■ THE PROBLEM
Would you transcribe the line that holds "the hilltop vegetation." and all the lines below it, through the final one, exactly and with nothing else?

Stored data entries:

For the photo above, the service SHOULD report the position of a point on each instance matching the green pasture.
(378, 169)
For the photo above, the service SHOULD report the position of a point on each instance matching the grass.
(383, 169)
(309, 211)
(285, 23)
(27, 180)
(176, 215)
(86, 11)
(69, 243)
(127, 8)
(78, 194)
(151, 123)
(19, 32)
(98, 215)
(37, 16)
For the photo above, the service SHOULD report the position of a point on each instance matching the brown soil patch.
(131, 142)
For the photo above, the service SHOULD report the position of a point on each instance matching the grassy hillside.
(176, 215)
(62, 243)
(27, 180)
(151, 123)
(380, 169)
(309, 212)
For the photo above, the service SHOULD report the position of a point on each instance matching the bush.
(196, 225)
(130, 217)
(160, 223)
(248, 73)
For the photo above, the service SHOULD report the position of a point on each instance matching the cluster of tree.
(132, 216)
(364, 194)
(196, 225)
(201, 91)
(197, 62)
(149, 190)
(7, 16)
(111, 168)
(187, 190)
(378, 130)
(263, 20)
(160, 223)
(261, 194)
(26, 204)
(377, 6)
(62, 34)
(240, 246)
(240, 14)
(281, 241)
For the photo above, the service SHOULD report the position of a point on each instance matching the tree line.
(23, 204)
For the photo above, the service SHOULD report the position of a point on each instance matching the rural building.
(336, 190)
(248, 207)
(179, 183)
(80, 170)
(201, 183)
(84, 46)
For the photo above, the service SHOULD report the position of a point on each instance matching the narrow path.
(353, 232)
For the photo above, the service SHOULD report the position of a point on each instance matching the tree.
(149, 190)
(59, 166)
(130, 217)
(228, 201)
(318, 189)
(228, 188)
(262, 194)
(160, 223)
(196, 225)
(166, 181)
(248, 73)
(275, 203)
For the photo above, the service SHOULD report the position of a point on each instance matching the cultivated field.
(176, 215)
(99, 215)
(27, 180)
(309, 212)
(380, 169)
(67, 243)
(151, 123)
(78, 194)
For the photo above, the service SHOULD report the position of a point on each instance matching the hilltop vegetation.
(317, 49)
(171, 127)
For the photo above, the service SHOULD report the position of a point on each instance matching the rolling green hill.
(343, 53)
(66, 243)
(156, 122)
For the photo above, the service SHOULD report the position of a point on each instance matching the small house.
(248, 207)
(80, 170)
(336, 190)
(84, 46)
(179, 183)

■ COMPLETED EXERCISE
For the photo above, the service SHOULD report the position of a point on each instance matching the hilltop vegetation.
(317, 49)
(171, 127)
For the photo above, the service SHOULD report the position of a point on each instance matching the rolling green hill.
(343, 53)
(66, 243)
(156, 122)
For the photo above, the service SHOULD report the position of a point on each instance matching the small house.
(248, 207)
(80, 170)
(336, 190)
(84, 46)
(179, 183)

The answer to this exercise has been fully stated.